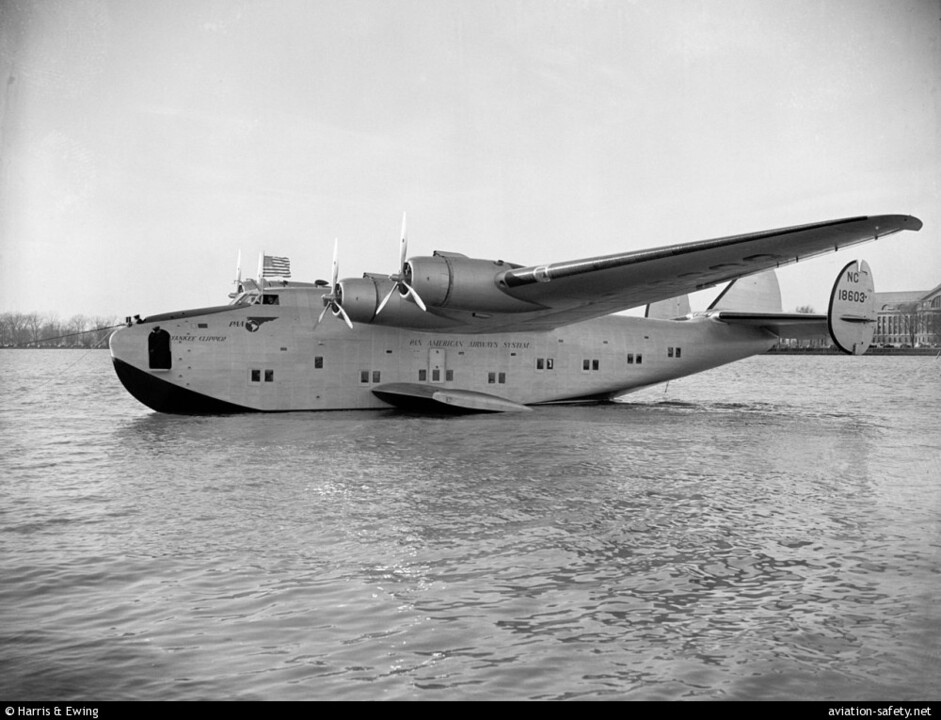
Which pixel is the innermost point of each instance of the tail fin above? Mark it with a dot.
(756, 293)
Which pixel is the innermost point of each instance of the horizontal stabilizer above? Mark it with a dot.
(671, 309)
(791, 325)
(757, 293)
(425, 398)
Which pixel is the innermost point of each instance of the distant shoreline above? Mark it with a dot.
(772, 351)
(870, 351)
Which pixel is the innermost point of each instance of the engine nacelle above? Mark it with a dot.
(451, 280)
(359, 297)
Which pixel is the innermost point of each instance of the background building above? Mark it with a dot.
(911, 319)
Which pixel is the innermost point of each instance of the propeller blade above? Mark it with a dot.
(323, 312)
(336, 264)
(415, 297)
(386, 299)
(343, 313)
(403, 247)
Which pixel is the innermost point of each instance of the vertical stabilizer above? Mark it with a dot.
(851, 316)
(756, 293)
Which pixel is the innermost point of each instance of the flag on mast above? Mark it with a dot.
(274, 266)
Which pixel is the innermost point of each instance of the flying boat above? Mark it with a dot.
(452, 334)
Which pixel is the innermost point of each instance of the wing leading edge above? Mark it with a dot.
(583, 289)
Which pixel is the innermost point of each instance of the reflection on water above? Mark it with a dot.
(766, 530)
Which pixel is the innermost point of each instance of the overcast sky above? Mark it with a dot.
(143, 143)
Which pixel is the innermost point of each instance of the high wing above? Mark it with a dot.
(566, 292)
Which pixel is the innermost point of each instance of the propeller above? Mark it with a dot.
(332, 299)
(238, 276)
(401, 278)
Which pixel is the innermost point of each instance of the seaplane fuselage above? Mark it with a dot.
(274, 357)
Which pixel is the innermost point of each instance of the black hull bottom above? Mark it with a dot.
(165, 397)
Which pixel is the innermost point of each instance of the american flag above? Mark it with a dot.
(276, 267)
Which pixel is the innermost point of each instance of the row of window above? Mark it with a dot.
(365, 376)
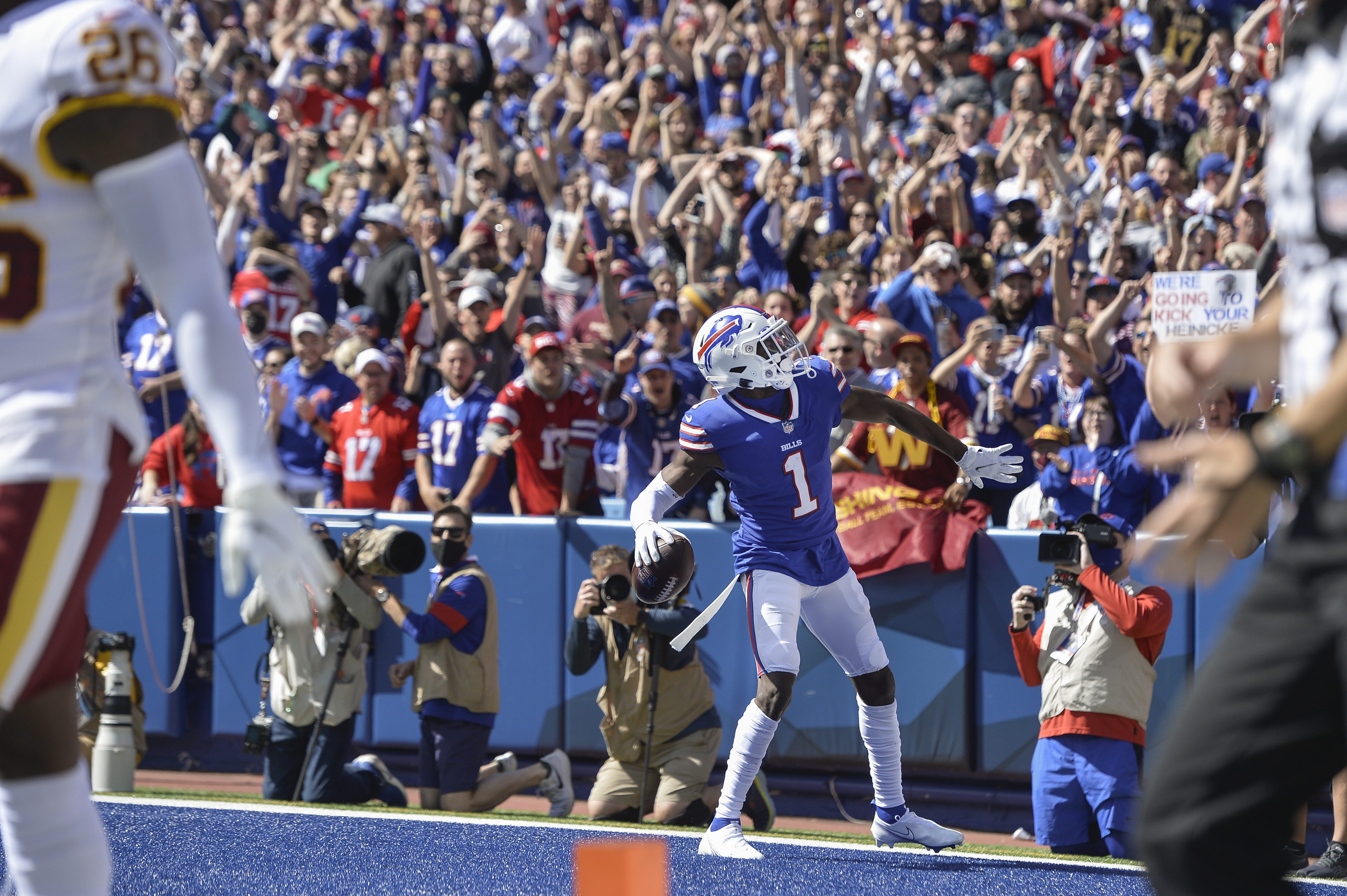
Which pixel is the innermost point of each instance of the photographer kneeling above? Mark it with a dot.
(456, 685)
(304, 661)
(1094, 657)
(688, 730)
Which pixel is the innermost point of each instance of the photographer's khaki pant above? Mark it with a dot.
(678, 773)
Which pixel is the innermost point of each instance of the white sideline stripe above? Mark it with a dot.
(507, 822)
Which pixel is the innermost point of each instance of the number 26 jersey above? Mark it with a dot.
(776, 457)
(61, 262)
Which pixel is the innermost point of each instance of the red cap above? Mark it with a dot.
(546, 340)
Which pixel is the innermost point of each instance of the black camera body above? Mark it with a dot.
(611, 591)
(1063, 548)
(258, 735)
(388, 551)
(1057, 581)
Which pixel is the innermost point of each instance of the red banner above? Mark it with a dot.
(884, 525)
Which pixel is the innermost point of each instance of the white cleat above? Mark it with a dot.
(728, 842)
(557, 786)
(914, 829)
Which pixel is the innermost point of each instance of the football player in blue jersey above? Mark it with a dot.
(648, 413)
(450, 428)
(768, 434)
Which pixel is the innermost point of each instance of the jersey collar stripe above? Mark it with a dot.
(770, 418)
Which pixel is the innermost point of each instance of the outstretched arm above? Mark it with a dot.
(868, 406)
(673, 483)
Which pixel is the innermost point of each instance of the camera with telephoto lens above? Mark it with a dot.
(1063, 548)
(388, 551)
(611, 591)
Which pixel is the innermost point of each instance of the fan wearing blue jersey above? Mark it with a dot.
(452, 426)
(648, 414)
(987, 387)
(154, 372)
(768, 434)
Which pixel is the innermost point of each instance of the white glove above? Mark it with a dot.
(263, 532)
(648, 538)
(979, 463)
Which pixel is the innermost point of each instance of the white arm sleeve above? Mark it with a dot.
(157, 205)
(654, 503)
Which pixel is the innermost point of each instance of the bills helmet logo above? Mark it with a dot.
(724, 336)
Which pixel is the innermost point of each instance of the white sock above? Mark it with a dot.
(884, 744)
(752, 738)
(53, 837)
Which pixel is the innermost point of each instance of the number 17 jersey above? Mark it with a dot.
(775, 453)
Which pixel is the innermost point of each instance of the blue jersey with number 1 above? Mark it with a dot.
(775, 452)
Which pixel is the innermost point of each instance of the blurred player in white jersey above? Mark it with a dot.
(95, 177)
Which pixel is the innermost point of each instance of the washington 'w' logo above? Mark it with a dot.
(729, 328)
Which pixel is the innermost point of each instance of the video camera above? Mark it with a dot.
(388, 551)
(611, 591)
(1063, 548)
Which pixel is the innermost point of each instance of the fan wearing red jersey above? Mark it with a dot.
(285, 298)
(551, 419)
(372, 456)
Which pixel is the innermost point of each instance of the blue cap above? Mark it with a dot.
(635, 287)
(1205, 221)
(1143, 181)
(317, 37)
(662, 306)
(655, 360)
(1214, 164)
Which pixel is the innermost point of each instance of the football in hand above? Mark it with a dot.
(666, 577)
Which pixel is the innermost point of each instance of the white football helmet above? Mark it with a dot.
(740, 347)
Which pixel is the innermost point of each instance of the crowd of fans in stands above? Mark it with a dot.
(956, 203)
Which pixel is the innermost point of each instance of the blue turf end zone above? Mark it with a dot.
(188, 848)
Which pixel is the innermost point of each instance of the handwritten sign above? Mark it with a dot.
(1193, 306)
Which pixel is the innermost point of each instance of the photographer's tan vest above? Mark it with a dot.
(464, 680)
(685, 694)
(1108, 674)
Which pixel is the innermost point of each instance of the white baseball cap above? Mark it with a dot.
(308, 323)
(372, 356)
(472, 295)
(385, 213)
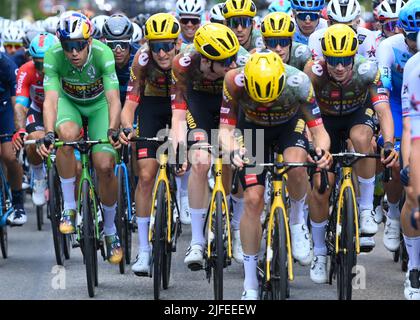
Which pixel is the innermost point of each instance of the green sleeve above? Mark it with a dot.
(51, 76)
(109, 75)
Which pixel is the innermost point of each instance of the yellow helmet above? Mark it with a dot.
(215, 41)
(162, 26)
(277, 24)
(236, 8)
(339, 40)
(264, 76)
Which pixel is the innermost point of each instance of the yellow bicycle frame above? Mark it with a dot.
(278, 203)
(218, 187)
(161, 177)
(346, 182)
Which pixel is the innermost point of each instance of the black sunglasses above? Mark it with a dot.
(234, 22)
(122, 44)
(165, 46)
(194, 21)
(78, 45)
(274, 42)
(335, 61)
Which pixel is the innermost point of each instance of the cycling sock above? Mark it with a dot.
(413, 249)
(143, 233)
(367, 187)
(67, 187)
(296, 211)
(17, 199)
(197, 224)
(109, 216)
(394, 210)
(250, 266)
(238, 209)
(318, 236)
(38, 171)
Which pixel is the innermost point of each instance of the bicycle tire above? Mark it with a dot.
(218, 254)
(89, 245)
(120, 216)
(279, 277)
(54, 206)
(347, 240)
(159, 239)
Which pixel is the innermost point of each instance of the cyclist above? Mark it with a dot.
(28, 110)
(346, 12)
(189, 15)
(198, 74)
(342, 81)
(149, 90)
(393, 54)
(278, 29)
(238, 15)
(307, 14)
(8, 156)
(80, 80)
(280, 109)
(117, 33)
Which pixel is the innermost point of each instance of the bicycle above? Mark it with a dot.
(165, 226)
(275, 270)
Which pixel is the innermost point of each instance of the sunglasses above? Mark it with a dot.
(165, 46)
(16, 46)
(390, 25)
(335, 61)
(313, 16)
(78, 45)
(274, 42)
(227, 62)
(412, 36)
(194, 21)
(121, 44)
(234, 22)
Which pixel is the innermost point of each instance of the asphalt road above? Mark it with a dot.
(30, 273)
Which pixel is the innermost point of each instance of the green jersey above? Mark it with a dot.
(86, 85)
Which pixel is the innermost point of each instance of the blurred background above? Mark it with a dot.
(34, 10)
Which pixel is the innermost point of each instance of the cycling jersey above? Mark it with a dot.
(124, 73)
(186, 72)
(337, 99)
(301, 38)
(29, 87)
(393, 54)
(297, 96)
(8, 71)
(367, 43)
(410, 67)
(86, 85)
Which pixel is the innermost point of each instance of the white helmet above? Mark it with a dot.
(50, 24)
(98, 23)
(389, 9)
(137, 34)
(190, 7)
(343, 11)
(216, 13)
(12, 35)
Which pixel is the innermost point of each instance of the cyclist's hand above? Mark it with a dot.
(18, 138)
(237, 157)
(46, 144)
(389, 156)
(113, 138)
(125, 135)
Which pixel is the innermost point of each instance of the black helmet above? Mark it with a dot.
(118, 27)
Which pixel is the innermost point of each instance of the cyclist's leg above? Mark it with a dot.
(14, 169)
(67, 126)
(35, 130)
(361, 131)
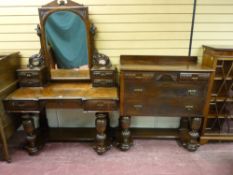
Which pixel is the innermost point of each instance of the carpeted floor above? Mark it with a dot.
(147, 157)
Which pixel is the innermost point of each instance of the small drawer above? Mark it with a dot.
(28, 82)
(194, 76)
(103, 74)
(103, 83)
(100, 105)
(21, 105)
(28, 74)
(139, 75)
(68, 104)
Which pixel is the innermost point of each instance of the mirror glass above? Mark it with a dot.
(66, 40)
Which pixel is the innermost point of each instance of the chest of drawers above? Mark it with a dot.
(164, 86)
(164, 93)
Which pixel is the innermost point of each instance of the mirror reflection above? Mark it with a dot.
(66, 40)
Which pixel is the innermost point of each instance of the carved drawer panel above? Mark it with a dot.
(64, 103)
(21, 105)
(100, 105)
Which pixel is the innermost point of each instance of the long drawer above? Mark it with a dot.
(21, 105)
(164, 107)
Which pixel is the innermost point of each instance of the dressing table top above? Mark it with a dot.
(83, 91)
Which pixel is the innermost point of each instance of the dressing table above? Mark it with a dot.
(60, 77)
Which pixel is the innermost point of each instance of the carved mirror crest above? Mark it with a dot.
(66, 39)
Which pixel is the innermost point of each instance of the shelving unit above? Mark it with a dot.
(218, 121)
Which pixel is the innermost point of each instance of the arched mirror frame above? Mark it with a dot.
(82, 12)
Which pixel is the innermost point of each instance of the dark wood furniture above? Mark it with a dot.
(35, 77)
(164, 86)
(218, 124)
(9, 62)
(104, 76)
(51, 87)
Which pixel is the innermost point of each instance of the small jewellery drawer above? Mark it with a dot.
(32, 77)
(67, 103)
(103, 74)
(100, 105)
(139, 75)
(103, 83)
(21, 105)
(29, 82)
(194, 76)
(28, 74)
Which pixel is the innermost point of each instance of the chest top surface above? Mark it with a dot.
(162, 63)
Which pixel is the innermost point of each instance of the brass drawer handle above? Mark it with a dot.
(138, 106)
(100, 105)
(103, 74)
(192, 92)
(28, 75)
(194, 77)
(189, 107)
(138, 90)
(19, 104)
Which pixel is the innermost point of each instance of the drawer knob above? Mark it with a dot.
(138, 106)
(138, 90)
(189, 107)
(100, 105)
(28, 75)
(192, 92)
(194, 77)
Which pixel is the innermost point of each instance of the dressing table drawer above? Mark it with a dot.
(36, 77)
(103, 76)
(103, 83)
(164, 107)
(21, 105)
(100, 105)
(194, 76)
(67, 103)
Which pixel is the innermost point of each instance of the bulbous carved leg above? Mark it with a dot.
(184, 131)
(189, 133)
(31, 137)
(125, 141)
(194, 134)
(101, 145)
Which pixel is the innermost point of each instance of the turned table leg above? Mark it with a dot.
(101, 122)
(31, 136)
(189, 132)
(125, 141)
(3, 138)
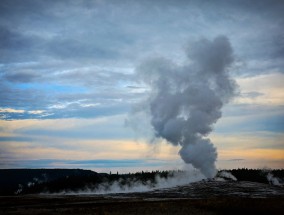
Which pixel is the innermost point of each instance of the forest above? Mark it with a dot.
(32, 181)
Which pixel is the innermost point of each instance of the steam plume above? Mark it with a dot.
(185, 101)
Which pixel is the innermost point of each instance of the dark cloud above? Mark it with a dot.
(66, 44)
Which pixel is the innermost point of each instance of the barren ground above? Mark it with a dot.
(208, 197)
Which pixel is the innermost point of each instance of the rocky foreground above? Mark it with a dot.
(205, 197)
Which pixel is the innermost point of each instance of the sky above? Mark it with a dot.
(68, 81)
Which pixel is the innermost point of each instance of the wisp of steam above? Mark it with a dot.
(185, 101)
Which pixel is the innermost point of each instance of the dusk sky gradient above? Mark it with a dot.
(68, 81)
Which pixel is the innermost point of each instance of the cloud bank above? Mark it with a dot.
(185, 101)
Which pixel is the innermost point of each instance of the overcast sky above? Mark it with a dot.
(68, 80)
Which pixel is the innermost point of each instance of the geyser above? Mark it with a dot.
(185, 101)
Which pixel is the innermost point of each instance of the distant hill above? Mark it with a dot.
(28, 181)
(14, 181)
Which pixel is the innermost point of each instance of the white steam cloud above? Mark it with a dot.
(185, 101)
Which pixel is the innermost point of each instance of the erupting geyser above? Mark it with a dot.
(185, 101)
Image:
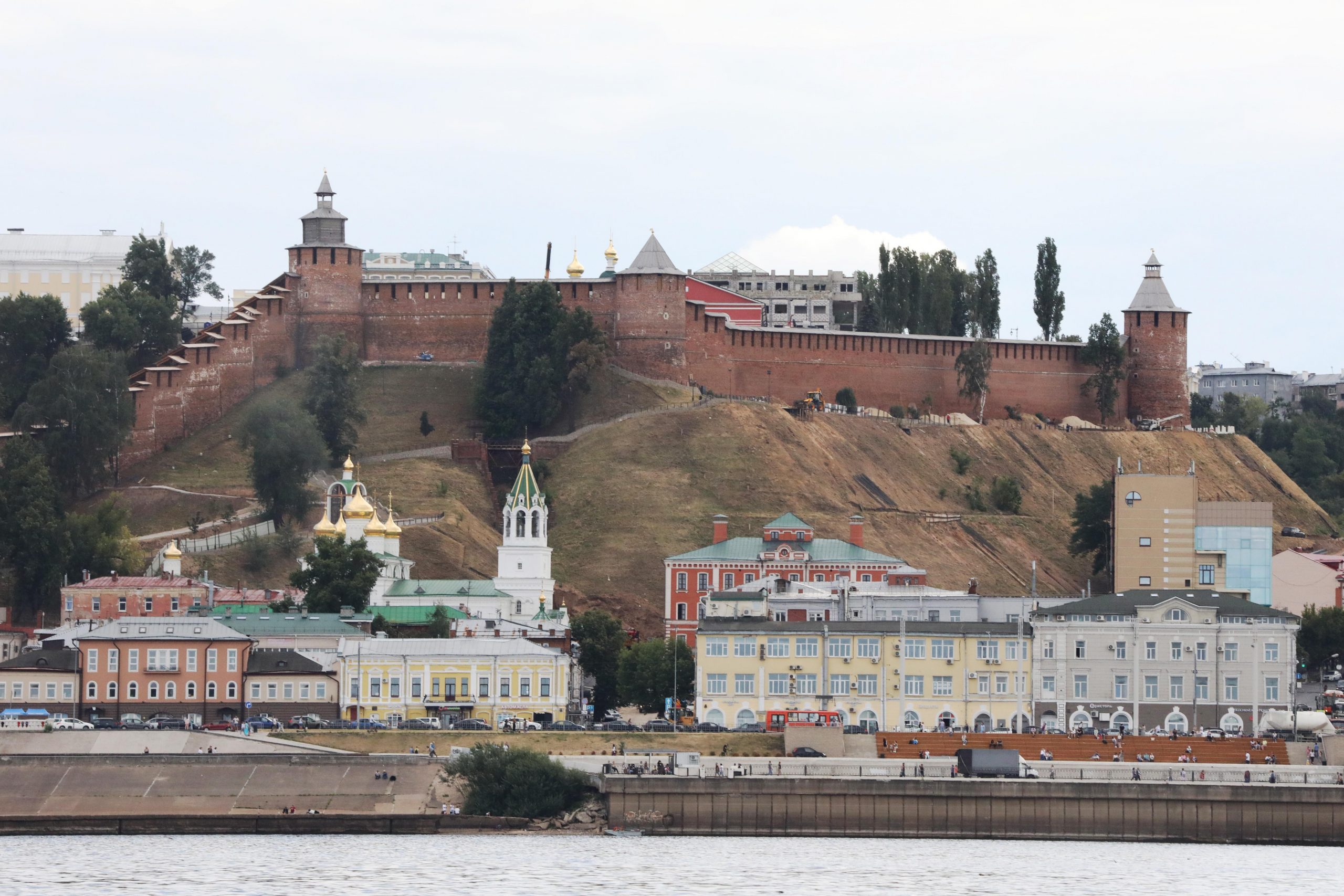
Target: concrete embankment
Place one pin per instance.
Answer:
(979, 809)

________

Stated goal:
Please rewrite the records above as a JSON list of strings, covering the line containing "bank above? Mark it with a dot." through the last line of the records, inclusive, with one string per line and no entries for blank lines. Leave the pictures out of the list.

Solution:
[
  "Which pixel is the innermost point of each instance of the cloud bank above? Mark it with a dot.",
  "(185, 101)",
  "Which pixel is the innermost point of each instance of the overcast sky above? Mark it with a dot.",
  "(68, 80)",
  "Which pixel is the innermost point of each instance of the geyser above? Mark it with a dot.",
  "(185, 101)",
  "Which pixel is the innermost point of each instance of the distant hill above? Mark it with a dot.",
  "(28, 181)",
  "(14, 181)",
  "Which pixel is the innermost point of each instance of the white steam cloud above? Mark it with a dot.",
  "(185, 101)",
  "Which pixel is the innermost point of each instance of the erupting geyser above? Mark it with a dot.",
  "(185, 101)",
  "Image:",
  "Target: concrete embankment",
  "Place one pin per instance.",
  "Answer:",
  "(979, 809)"
]